• GIVEN EXERCISE:
Rescale everything from the beginning of the material down to the line containing "point(319, 455)", both included, reproducing every line with its requests and multiplying each point coordinate in the answers by 2.6, rounded to whole numbers with halves rounded up. Omit the pictures from your answer.
>>>
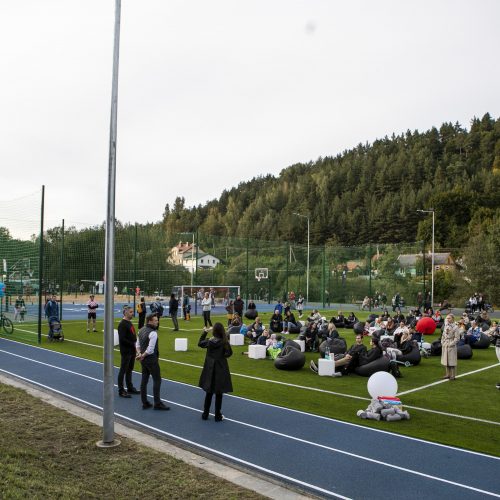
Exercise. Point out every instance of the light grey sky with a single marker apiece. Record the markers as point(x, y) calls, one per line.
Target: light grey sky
point(212, 93)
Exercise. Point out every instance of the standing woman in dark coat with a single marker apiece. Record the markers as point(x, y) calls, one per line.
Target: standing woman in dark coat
point(215, 377)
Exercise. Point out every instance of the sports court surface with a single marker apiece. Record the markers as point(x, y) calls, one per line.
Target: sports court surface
point(319, 455)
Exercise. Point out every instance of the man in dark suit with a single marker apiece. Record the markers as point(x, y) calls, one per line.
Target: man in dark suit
point(127, 339)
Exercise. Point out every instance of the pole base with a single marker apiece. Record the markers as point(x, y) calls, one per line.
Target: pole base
point(112, 444)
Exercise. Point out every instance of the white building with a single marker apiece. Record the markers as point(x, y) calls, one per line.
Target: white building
point(184, 254)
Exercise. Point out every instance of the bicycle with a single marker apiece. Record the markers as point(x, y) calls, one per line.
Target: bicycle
point(6, 323)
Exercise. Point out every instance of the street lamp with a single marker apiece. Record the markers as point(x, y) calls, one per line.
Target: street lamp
point(192, 259)
point(431, 211)
point(308, 240)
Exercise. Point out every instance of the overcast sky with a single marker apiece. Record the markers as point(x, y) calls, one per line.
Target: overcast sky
point(212, 93)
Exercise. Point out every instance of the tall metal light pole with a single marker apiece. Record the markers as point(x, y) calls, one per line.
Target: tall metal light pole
point(308, 246)
point(431, 211)
point(192, 259)
point(108, 423)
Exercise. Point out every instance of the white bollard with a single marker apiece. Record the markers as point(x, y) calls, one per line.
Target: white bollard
point(257, 351)
point(181, 344)
point(236, 339)
point(302, 344)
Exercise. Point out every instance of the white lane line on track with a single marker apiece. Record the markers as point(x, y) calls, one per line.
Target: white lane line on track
point(280, 434)
point(314, 389)
point(195, 444)
point(301, 412)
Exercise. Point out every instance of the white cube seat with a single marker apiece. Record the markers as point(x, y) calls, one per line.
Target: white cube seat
point(257, 351)
point(302, 344)
point(236, 339)
point(326, 367)
point(181, 344)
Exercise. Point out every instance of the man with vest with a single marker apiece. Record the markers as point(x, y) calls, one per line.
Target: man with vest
point(148, 354)
point(127, 339)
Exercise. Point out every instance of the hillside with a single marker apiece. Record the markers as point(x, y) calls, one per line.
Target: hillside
point(367, 194)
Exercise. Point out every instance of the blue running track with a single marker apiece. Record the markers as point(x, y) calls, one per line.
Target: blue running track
point(322, 456)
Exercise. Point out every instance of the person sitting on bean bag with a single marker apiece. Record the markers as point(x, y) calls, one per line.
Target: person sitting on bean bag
point(350, 320)
point(311, 337)
point(289, 321)
point(255, 330)
point(276, 322)
point(374, 353)
point(473, 333)
point(346, 363)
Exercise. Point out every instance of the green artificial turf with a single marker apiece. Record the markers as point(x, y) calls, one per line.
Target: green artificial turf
point(471, 396)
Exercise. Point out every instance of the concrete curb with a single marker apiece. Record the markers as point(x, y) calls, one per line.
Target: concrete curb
<<<
• RESULT BELOW:
Exercise. Point out every instance of the light grey sky with a single marker apiece. Record the markers as point(x, y) calls, one per line.
Target: light grey sky
point(551, 242)
Exercise. Point out every instance of the standing woman in dark coat with a single marker apiece. Record the markers as point(x, y) calls, one per line.
Target: standing woman in dark coat
point(559, 980)
Exercise. Point out every instance of the sports court surface with a single marker apiece. Record the markers as point(x, y) calls, one per line.
Target: sports court surface
point(829, 1183)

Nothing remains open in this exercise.